> Task prompt
Which lines in the rows below contain the string "query"? Gather every one of them in full, matching case exactly.

* start Records for the task *

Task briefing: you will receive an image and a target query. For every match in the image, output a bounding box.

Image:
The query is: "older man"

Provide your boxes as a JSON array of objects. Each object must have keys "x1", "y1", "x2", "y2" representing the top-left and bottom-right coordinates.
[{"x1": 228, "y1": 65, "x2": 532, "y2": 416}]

* end Records for the task *

> Response to this task
Task briefing: you will receive an image and a target query. For every match in the image, output a bounding box.
The query is: "older man"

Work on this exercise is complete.